__EXERCISES TO COMPLETE__.
A) Update the part of the news item on Nigeria's live-bird markets from "NIGERIA - New" to "from livestock diseases.", putting "seminar" in place of "workshop".
B) Write a continuation of the news item on Nigeria's live-bird markets, picking up after its final sentence.

__EXTRACTED TEXT__.
-- Opening Marker --
NIGERIA - New arrangements for live bird markets will help improve biosecurity, an official has announced.

The presence of live-bird markets across the country will ensure the security of birds against diseases, the coordinator of Live-birds Markets Development, Dr Gidado Mohammed has said.

All Africa reports that he was speaking in Kano on 14 December during a workshop 'Biosecurity for Live Bird Markets in West Africa', the coordinator said the model live-bird markets were established in Kano, Kaduna and Lagos States in order to safeguard the birds from livestock diseases.

"The markets have three sections. There are selling section, receiving section and processing section. So this arrangement will enhance the security of birds, and enhance productivity," he said.

The coordinator also revealed that they have planned to establish eight live-bird markets in other states.

Dr Mohammed said: "We have now established three markets in three states of Kano, Lagos and Lagos. Our next target is to establish the markets in five states."

He added that poultry stakeholders would have 20 per cent stake, while government would have 80 per cent stake.
-- Closing Marker --
Segmentation mask data
-- Opening Marker --
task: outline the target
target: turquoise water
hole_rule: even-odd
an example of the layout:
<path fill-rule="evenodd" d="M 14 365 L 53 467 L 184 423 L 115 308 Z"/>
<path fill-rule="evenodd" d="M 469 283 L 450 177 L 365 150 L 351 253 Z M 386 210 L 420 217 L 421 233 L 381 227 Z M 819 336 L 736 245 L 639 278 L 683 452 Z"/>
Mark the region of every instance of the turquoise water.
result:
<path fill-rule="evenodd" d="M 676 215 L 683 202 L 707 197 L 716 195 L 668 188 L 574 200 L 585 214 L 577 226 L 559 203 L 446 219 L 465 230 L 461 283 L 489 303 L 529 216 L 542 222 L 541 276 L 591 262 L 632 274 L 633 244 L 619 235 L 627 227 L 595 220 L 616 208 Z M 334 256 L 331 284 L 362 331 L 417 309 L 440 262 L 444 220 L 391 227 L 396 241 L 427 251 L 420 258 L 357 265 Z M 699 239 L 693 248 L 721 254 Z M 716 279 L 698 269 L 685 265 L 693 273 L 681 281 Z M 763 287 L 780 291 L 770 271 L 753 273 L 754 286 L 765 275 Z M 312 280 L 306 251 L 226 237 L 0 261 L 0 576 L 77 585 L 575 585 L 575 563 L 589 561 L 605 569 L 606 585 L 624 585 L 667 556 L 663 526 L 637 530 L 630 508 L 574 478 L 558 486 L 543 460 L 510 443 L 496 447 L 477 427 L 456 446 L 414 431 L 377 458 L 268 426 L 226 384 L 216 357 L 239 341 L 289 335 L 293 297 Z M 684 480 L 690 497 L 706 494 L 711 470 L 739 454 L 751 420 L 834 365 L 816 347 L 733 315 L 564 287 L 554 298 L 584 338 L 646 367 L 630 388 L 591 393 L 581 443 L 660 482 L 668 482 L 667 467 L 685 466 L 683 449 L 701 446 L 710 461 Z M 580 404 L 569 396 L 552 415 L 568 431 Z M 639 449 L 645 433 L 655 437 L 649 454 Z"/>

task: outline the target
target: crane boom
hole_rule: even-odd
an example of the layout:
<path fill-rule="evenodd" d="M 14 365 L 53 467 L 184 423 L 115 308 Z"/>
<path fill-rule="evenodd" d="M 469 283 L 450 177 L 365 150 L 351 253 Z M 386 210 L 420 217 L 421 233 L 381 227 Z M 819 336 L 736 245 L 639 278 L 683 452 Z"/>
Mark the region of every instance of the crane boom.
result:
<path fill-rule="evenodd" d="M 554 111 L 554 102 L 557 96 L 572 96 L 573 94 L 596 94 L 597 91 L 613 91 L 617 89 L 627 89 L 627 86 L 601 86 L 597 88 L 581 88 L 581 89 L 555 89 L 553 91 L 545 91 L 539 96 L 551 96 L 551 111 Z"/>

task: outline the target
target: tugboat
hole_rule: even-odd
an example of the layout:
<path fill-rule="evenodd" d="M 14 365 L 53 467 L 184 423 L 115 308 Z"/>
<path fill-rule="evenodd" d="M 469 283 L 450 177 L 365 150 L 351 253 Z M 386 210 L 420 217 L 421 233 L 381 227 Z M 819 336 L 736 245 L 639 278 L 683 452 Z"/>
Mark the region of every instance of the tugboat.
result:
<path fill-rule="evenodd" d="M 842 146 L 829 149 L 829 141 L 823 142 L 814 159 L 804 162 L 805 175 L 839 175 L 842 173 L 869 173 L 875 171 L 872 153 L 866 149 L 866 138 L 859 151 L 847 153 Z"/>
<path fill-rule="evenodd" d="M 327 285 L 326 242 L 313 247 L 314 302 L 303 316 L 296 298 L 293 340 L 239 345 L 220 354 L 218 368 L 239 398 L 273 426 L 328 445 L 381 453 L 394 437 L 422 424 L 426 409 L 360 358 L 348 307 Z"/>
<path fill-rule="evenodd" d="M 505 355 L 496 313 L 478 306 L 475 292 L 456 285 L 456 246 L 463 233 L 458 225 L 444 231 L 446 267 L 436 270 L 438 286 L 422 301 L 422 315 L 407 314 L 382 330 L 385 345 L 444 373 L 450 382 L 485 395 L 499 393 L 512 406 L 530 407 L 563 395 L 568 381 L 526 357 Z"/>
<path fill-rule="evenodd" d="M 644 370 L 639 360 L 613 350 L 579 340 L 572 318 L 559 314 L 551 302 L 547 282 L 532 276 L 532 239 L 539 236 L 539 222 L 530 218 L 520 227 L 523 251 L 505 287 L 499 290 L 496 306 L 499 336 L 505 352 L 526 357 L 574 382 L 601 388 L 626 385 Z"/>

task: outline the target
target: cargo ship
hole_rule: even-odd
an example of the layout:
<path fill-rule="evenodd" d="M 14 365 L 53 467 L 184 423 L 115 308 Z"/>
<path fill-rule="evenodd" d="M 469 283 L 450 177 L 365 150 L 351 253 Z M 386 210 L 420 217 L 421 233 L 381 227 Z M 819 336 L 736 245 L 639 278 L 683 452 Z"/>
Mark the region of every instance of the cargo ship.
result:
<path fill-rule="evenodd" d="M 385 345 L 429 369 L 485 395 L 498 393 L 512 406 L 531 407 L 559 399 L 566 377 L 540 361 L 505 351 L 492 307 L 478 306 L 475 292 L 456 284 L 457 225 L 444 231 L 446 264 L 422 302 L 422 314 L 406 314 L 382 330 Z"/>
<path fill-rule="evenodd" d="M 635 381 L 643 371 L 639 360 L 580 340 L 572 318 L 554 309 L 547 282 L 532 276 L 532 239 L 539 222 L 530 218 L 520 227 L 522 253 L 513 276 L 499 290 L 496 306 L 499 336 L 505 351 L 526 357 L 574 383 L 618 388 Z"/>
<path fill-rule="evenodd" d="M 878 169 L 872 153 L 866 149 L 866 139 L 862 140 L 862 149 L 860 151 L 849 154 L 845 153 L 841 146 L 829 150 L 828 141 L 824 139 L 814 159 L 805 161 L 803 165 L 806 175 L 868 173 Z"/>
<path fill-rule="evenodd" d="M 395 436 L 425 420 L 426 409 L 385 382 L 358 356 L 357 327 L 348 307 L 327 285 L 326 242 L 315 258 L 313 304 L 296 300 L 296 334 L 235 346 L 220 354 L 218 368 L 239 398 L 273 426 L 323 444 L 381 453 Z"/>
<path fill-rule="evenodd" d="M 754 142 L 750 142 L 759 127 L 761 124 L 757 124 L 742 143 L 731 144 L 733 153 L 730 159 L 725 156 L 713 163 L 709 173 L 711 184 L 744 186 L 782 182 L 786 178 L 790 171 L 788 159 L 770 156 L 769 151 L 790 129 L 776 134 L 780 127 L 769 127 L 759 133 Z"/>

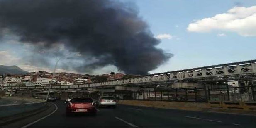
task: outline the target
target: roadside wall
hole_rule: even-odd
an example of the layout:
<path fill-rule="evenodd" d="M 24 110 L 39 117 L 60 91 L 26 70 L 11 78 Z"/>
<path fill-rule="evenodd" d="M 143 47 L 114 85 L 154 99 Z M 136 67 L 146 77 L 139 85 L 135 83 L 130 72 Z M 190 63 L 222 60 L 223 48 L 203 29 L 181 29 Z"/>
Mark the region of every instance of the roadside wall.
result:
<path fill-rule="evenodd" d="M 216 111 L 256 115 L 256 102 L 209 101 L 208 103 L 120 100 L 124 105 L 189 111 Z"/>

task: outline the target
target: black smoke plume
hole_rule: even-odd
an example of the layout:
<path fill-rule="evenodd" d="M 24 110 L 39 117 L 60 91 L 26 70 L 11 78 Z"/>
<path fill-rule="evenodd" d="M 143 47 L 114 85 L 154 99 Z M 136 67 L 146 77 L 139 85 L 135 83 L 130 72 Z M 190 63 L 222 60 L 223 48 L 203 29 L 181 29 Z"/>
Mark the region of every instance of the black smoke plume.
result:
<path fill-rule="evenodd" d="M 115 0 L 0 0 L 0 33 L 7 31 L 39 49 L 63 44 L 96 60 L 72 67 L 80 72 L 112 64 L 146 74 L 172 56 L 155 47 L 160 40 L 136 9 Z"/>

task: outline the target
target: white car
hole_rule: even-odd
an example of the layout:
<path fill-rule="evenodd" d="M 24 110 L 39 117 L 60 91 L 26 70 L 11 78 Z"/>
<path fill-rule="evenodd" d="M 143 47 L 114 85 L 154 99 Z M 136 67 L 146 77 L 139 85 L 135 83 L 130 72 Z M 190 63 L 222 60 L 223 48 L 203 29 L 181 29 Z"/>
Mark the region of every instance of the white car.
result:
<path fill-rule="evenodd" d="M 113 97 L 102 97 L 99 101 L 99 107 L 110 107 L 115 108 L 117 105 L 118 101 Z"/>
<path fill-rule="evenodd" d="M 67 99 L 66 99 L 66 102 L 70 102 L 70 100 L 72 99 L 72 98 L 68 98 Z"/>

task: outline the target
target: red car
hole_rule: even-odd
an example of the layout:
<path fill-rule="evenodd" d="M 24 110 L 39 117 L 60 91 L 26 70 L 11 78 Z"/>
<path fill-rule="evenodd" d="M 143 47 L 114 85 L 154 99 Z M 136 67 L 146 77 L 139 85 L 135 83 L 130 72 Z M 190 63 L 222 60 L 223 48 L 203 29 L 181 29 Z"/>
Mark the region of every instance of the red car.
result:
<path fill-rule="evenodd" d="M 73 98 L 67 104 L 66 114 L 69 116 L 74 113 L 89 113 L 95 116 L 96 105 L 96 103 L 91 98 Z"/>

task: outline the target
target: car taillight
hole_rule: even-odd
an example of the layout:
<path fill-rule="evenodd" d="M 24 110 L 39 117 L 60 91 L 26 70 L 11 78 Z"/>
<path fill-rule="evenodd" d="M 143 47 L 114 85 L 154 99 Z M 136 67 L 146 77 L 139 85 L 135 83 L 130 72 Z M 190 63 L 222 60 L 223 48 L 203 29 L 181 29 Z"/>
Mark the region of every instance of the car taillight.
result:
<path fill-rule="evenodd" d="M 69 102 L 69 104 L 68 105 L 69 107 L 72 107 L 75 106 L 75 104 L 72 104 L 71 102 Z"/>

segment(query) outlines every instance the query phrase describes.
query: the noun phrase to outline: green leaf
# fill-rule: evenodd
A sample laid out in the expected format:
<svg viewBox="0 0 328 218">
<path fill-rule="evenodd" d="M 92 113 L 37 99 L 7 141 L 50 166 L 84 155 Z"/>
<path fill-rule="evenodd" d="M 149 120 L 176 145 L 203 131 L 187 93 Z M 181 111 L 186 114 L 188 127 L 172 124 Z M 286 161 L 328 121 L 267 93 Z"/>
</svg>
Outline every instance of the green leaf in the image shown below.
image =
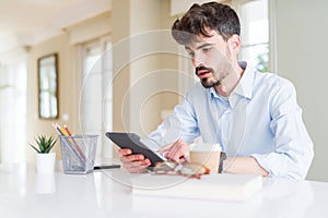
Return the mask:
<svg viewBox="0 0 328 218">
<path fill-rule="evenodd" d="M 55 138 L 54 135 L 51 135 L 50 137 L 39 135 L 37 136 L 37 138 L 34 138 L 34 141 L 38 145 L 39 149 L 28 143 L 33 149 L 35 149 L 37 153 L 49 153 L 55 146 L 57 138 Z"/>
</svg>

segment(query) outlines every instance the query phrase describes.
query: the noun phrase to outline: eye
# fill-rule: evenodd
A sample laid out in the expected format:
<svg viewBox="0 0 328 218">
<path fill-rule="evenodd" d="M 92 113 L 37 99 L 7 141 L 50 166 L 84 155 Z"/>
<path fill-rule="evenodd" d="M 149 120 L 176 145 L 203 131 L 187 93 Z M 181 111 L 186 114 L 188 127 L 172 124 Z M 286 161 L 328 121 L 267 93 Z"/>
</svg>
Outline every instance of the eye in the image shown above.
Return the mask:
-- Closing Marker --
__TASK-BY-TASK OUTPUTS__.
A)
NIGERIA - New arrangements for live bird markets will help improve biosecurity, an official has announced.

The presence of live-bird markets across the country will ensure the security of birds against diseases, the coordinator of Live-birds Markets Development, Dr Gidado Mohammed has said.

All Africa reports that he was speaking in Kano on 14 December during a seminar 'Biosecurity for Live Bird Markets in West Africa', the coordinator said the model live-bird markets were established in Kano, Kaduna and Lagos States in order to safeguard the birds from livestock diseases.

B)
"The reason why we made this arrangement is for them to have some sense of belonging so that the market will develop," he explained.

He disclosed that 63 million naira (NGN) compensation was paid to 3,037 farms and farmers who were affected by bird flu, while 1.26 million birds were depopulated in 97 local governments across the country.

At the same event, Professor Timothy Obi, coordinator of Stop Avian Influenza at Accra Regional Office in Ghana, expressed the need for the establishment of the live-bird markets in the West African region, saying the markets would ensure the security of birds.

He said Nigeria was chosen for the international workshop because of the country's commitment to the security of birds, saying such was the reason the model markets were established in the country, concludes the report in All Africa.